#### [Exercise objective]
Carry on the passage about the Bank of England's origins and the free banking debate, picking up after its final sentence.

#### [Article]
◆ ◆ ◆

As the BoE’s historical timeline helpfully points out, the BoE came into being when a private syndicate decided to risk all in 1688 by providing the UK government with funding when no-one else was prepared to do so. This ultimately proved to be a very good decision. It turns out lending money to government on terms you can enforce and control can be very profitable, especially if it leads to wise public investments that improve the wealth of the nation and make it easier to collect taxes as a result.

Soon enough the Bank’s success meant it could raise financing for both the government and private interests from almost anyone, issuing notes and deposits to all those who were prepared to do so.

Before the Bank knew it, its notes had become the most liquid and trusted in the land.

Open and shut then—free banking evolves naturally into superior central banking! Or maybe not. As George Selgin pointed out in the comments.

Ms. Kaminska goes out of her way to dismiss the famously efficient and stable Scottish system as an "oligopoly" without even bothering to offer any evidence that the banks in that system colluded or otherwise behaved differently than they might have had entry into the industry been unrestricted. (For her information on the Scottish system Ms. Kaminska relies on a single blog post that in turn draws on some untrustworthy sources, happily ignoring the extensive literature on the other side of the question.)

Ms. Kaminska then imagines that the English system's only fault lay, not in the dangerous concentration of privileges in the Bank of England, awarded it not owing to any enlightened concern about stability but simply in return for its fiscal support of the English government, but to the fact that that monopoly was as yet not complete!  In fact a currency monopoly is extremely dangerous because it immunizes the monopoly bank from the normal discipline of routine settlement, making it capable of acting as a sort of Pied Piper to less privileged banks.  (Peel's Act itself, in turn, caused trouble by undermining the English system's ability to accommodate changes in the British public's demand for currency.)

◆ ◆ ◆

#### [Items]

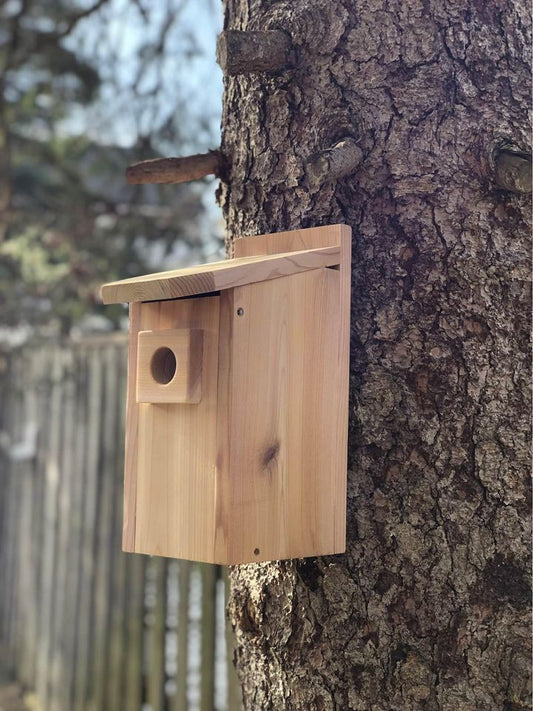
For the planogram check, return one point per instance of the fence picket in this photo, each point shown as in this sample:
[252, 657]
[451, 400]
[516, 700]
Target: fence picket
[85, 626]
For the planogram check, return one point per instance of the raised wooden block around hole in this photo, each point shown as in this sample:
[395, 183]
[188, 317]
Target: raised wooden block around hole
[169, 369]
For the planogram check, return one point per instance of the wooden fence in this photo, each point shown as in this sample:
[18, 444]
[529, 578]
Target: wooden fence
[84, 626]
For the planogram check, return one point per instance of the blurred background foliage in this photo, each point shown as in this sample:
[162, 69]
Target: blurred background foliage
[86, 88]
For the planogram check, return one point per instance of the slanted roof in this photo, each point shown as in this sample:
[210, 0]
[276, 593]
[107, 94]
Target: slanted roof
[217, 276]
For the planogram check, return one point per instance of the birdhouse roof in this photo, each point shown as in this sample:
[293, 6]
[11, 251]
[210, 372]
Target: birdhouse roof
[207, 278]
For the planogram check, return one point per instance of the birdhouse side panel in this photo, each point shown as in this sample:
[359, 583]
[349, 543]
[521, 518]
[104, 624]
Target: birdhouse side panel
[281, 441]
[171, 450]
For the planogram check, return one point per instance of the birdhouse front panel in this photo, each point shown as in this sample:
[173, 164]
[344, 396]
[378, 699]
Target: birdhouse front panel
[238, 401]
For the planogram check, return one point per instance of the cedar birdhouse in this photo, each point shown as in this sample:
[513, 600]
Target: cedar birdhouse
[237, 412]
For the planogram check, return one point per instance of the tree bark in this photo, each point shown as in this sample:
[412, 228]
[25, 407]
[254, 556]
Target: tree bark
[428, 608]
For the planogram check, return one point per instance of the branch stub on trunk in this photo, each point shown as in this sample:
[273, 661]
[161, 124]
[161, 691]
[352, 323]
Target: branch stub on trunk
[259, 51]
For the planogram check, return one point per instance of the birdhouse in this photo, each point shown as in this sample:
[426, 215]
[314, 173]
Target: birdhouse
[237, 402]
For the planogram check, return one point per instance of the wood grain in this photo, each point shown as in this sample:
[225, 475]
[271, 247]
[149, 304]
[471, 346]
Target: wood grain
[170, 366]
[217, 276]
[257, 470]
[172, 458]
[279, 426]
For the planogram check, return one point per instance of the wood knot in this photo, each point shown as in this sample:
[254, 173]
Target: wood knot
[270, 454]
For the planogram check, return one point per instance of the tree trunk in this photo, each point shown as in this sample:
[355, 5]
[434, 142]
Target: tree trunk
[428, 608]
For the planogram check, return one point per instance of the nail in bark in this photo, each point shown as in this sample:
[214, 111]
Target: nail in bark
[333, 163]
[175, 170]
[247, 52]
[512, 171]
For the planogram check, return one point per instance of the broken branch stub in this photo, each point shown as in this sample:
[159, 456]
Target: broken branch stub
[333, 163]
[258, 51]
[175, 170]
[512, 172]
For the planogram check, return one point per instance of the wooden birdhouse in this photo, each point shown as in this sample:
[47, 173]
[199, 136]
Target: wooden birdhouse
[237, 412]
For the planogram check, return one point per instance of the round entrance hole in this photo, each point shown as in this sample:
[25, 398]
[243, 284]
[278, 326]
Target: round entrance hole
[163, 365]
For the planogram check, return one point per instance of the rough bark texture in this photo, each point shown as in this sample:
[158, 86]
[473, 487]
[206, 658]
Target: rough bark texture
[428, 608]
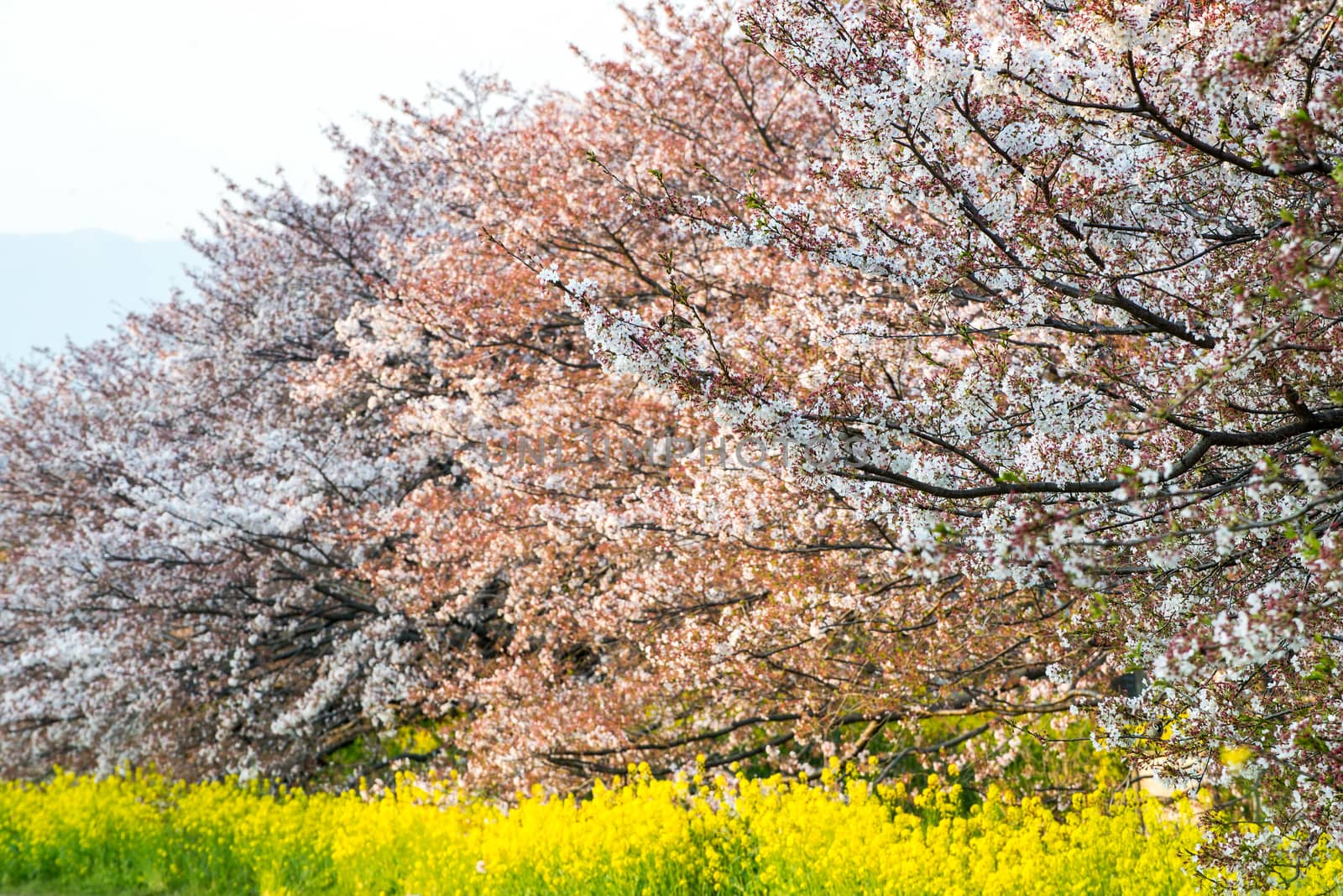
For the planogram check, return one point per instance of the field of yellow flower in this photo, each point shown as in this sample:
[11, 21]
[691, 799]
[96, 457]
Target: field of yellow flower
[138, 833]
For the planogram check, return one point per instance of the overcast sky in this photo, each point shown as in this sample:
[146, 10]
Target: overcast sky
[116, 113]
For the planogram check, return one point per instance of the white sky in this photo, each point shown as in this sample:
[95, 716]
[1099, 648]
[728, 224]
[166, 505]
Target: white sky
[114, 113]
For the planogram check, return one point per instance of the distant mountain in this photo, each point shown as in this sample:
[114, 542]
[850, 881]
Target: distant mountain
[77, 284]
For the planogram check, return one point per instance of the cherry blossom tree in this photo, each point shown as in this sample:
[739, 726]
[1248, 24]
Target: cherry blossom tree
[257, 528]
[1081, 341]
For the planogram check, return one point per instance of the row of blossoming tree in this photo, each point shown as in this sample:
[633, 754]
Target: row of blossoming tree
[865, 378]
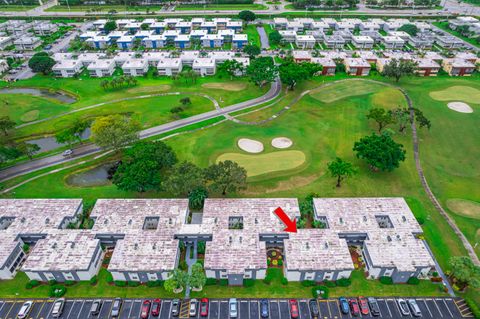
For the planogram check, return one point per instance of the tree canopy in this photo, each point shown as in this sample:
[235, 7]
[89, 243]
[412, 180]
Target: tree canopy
[114, 131]
[381, 152]
[144, 166]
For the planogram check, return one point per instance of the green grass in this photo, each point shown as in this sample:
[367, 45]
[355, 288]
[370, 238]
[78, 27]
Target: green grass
[360, 286]
[266, 163]
[253, 36]
[199, 7]
[444, 26]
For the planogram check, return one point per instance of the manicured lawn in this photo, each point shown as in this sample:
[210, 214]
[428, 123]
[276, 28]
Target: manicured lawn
[199, 7]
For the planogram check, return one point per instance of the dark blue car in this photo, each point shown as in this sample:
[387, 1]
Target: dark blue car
[344, 307]
[264, 308]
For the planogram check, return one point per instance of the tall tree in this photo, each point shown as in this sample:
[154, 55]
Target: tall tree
[262, 70]
[464, 271]
[6, 124]
[251, 50]
[226, 177]
[144, 166]
[184, 178]
[114, 131]
[398, 68]
[341, 170]
[382, 117]
[247, 15]
[381, 152]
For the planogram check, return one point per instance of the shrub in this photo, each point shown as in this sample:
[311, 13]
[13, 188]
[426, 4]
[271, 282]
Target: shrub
[344, 282]
[320, 292]
[329, 284]
[32, 283]
[308, 283]
[211, 281]
[133, 283]
[57, 291]
[386, 280]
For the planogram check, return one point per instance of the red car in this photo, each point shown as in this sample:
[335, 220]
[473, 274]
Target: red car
[363, 303]
[354, 309]
[145, 309]
[156, 307]
[204, 307]
[293, 308]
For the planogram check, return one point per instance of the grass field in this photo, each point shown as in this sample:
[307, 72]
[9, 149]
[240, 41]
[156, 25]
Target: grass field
[266, 163]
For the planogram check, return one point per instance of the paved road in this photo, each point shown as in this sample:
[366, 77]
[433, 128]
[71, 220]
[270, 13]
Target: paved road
[431, 308]
[88, 149]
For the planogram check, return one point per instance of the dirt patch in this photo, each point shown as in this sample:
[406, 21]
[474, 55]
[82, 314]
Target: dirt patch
[282, 142]
[227, 86]
[464, 207]
[460, 107]
[150, 89]
[30, 116]
[250, 146]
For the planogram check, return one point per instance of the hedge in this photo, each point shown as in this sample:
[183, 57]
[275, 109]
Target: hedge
[344, 282]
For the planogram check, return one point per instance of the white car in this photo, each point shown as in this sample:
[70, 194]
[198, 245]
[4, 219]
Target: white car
[25, 310]
[193, 307]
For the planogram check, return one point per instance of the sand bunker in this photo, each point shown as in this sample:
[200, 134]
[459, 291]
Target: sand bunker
[460, 107]
[250, 146]
[282, 142]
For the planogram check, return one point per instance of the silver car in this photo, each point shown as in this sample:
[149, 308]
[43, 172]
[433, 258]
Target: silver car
[414, 308]
[233, 308]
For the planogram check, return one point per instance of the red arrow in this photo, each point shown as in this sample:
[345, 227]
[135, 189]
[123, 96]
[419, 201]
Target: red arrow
[291, 224]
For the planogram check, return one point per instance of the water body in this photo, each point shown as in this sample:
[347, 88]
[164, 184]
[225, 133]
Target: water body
[60, 96]
[49, 143]
[96, 176]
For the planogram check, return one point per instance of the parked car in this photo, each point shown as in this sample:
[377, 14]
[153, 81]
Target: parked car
[67, 153]
[402, 304]
[175, 307]
[233, 308]
[293, 308]
[57, 308]
[374, 307]
[96, 306]
[344, 308]
[363, 303]
[145, 309]
[25, 310]
[193, 307]
[155, 311]
[264, 308]
[117, 305]
[204, 307]
[314, 311]
[354, 308]
[414, 308]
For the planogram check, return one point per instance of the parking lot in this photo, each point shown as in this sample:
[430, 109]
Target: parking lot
[434, 308]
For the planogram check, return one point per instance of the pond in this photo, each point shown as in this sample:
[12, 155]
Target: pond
[96, 176]
[49, 143]
[60, 96]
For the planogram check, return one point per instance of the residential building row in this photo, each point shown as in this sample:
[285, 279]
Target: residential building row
[136, 64]
[145, 235]
[24, 34]
[359, 63]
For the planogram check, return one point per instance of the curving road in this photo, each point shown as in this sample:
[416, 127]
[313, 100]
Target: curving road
[88, 149]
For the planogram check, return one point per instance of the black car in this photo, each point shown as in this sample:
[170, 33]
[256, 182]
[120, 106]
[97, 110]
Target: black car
[175, 307]
[314, 308]
[374, 307]
[264, 311]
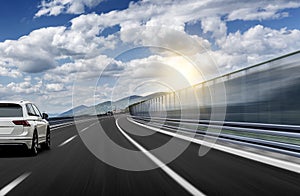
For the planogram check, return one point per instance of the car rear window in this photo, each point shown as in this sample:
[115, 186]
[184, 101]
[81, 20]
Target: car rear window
[10, 110]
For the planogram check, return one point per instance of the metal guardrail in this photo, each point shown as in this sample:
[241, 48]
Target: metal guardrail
[254, 134]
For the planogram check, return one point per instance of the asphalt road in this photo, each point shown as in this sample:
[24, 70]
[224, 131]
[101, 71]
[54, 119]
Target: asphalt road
[69, 168]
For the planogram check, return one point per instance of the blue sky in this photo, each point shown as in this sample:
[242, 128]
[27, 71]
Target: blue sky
[49, 48]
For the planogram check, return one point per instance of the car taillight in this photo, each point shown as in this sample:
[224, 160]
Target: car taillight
[21, 122]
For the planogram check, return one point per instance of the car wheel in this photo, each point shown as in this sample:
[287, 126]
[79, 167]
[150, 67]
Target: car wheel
[46, 145]
[34, 146]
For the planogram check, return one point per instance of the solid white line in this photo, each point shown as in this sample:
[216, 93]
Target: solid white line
[249, 155]
[13, 184]
[87, 128]
[67, 141]
[62, 126]
[184, 183]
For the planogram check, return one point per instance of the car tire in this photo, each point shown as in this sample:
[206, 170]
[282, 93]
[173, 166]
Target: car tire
[47, 143]
[34, 146]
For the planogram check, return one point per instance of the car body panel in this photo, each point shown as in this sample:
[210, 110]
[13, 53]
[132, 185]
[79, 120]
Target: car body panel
[11, 134]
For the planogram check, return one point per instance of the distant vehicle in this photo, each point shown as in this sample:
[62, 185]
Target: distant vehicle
[21, 123]
[109, 113]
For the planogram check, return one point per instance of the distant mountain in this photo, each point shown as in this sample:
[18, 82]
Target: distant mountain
[102, 108]
[73, 111]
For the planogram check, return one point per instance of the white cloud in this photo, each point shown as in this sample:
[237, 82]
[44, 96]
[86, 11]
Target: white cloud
[150, 23]
[56, 7]
[54, 87]
[258, 44]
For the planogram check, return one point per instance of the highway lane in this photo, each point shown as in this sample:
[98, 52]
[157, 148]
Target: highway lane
[220, 173]
[70, 169]
[73, 170]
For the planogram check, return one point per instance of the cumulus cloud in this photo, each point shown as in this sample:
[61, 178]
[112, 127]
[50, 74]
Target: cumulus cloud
[56, 7]
[54, 87]
[150, 23]
[257, 44]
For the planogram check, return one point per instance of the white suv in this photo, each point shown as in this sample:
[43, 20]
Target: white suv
[21, 123]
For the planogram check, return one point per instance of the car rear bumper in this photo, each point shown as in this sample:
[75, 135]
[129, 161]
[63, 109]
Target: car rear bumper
[13, 141]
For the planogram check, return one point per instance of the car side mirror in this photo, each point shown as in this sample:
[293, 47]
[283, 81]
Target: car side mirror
[45, 116]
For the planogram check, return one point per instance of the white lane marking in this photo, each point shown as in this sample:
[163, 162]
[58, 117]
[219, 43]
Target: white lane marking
[13, 184]
[180, 180]
[59, 127]
[67, 141]
[87, 128]
[249, 155]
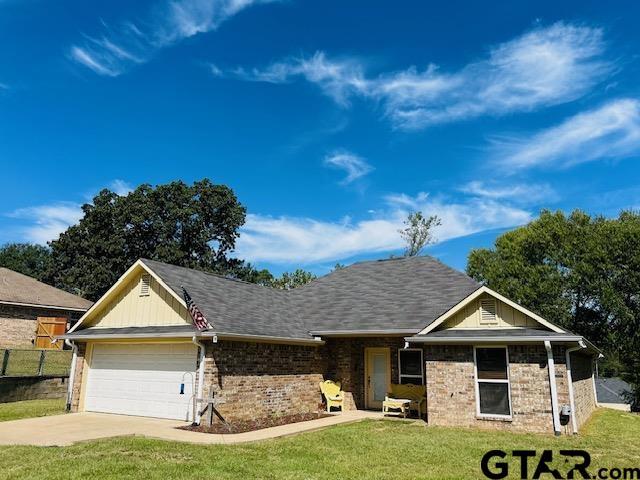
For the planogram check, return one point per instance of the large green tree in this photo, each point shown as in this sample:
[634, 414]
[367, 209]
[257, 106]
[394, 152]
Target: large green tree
[194, 226]
[579, 271]
[26, 258]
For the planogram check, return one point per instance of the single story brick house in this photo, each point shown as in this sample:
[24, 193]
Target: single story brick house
[32, 312]
[485, 361]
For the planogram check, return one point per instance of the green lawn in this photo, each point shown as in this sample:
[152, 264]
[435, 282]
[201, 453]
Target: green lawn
[371, 449]
[24, 361]
[31, 408]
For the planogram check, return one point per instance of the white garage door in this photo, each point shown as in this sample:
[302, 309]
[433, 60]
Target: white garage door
[142, 380]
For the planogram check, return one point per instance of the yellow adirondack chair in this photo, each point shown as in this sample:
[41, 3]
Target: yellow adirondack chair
[333, 394]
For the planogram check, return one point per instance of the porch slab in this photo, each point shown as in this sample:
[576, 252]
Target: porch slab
[63, 430]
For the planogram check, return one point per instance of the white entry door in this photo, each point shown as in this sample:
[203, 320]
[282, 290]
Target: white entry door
[150, 380]
[378, 376]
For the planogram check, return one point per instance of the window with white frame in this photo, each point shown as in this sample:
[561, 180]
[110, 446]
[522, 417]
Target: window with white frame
[410, 366]
[493, 392]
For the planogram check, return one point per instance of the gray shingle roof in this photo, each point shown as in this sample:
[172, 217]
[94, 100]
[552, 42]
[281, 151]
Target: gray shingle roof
[234, 306]
[399, 293]
[403, 293]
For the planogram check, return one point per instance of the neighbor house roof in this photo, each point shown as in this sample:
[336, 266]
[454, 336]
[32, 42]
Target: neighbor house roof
[16, 288]
[612, 390]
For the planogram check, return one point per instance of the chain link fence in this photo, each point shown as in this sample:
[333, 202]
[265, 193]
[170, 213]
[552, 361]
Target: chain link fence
[29, 362]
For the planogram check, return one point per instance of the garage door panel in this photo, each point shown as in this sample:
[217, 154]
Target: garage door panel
[142, 380]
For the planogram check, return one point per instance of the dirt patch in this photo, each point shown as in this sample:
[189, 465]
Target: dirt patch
[256, 424]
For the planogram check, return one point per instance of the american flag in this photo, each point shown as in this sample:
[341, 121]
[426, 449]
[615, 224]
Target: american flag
[199, 320]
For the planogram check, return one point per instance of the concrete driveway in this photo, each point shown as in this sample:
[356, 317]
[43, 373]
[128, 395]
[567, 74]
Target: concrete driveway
[67, 429]
[76, 427]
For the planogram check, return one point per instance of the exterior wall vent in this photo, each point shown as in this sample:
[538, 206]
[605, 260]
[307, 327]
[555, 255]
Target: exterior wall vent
[488, 311]
[145, 285]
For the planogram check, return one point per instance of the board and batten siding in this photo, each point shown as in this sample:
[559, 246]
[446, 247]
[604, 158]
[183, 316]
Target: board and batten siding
[129, 308]
[506, 316]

◆ ◆ ◆

#### [Right answer]
In light of these facts, Ms. Kaminska's claim that English banking crises were caused by smaller joint-stock note issuing rivals, which were at last allowed to compete with it, albeit only outside of the main, metropolitan market, beginning in 1833, is utterly--I was going to write "laughably" except there's nothing fun about it--mistaken, as she might have discovered had she bothered to read, say, Walter Bagehot's Lombard Street, say, instead of copying and pasting from the Bank of England's own self-serving web pages. She would there have come across Bagehot's careful account of how England's artificially centralized "one reserve" system, dominated by the Bank of England in consequences of its accumulated privileges, exposed it to financial crises to which Scotland and other less centralized ('"natural") banking systems were immune.